[A block of data]

>>

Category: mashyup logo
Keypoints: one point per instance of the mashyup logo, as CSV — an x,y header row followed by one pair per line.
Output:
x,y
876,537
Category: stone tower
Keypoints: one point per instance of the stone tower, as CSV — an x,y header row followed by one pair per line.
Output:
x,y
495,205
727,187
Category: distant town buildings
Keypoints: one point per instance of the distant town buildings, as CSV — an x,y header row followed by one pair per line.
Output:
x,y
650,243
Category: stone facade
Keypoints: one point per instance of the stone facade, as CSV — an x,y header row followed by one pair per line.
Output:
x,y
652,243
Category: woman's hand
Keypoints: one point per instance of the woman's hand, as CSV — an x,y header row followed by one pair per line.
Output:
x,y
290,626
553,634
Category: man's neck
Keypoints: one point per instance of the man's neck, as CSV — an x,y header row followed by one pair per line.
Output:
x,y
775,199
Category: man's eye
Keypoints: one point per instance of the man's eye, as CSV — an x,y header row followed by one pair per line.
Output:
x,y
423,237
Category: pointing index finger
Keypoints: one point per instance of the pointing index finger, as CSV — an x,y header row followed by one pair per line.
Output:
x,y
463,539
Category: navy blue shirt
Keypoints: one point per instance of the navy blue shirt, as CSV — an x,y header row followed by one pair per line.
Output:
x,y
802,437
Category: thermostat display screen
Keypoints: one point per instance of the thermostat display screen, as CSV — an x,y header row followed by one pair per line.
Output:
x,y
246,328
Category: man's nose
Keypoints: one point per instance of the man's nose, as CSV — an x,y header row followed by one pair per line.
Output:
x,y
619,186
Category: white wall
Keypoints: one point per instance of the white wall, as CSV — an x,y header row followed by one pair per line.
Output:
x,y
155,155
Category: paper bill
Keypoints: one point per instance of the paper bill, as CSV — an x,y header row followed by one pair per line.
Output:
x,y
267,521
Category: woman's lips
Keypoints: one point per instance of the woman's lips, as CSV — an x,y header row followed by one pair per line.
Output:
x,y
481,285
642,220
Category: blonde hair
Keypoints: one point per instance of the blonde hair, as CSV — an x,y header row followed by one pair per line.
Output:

<<

GIVEN PROBLEM: Arrange every line of the entries above as a JSON list of strings, one string per line, with blank lines omitted.

FULL SOLUTION:
[
  "Category: mashyup logo",
  "Keypoints: one point per instance of the mashyup logo, as CSV — an x,y header row followed by one pair per line.",
  "Output:",
  "x,y",
  "876,537",
  "Category: stone tower",
  "Keypoints: one point per instance of the stone tower, as CSV — an x,y header row followed by one pair per line.",
  "Output:",
  "x,y",
  "495,205",
  "727,187",
  "Category: distant town buildings",
  "Keypoints: one point per instance of the distant town buildings, as CSV — an x,y header row followed by one pair per line.",
  "Output:",
  "x,y",
  "650,243",
  "Category: stone facade",
  "Keypoints: one point per instance of the stone facade, as CSV — an x,y header row followed by one pair per line.",
  "Output:",
  "x,y",
  "652,243",
  "Category: woman's hand",
  "Keypoints: one point per instance of the woman's hand, as CSV — an x,y header row followed by one pair per line.",
  "Output:",
  "x,y",
  "290,626",
  "553,634",
  "Category: man's neck",
  "Keypoints: one point per instance of the man's neck, as CSV — an x,y header row followed by one pair per line.",
  "Output:",
  "x,y",
  "775,199",
  "Category: man's eye",
  "Keypoints: one point per instance of the man's eye, as CSV — an x,y header row followed by one pair per line.",
  "Output:",
  "x,y",
  "423,237",
  "Category: pointing index finger",
  "Keypoints: one point per instance of the pointing index finger, as CSV — an x,y header row followed by one pair per line.",
  "Output:",
  "x,y",
  "463,539",
  "Category: navy blue shirt",
  "Keypoints: one point per instance of the navy blue shirt, as CSV — an x,y header row followed by one pair per line.",
  "Output:",
  "x,y",
  "802,437",
  "Category: thermostat display screen",
  "Keypoints: one point per instance of the thermostat display screen, as CSV — an x,y header row followed by one pair per line.",
  "Output:",
  "x,y",
  "246,328",
  "Category: man's nose",
  "Keypoints: one point per instance of the man's nose, as CSV — an x,y header row followed by one pair per line.",
  "Output:",
  "x,y",
  "619,186",
  "Category: white wall",
  "Keypoints: one point per instance of the white wall, as CSV — an x,y header row followed by one pair per line.",
  "Output:",
  "x,y",
  "155,155",
  "Category: paper bill",
  "Keypoints: one point per instance of the paper bill, as CSV — an x,y header row followed by one pair per line.",
  "Output:",
  "x,y",
  "267,521",
  "Category: woman's lips",
  "Keypoints: one point per instance of the woman's lips, as CSV — an x,y header row followed by one pair per line.",
  "Output:",
  "x,y",
  "481,285",
  "642,220",
  "Category: blonde hair",
  "Keypoints: one point per instance of the blonde hair, as CSV — an x,y header row followed by one pair per line.",
  "Output:"
]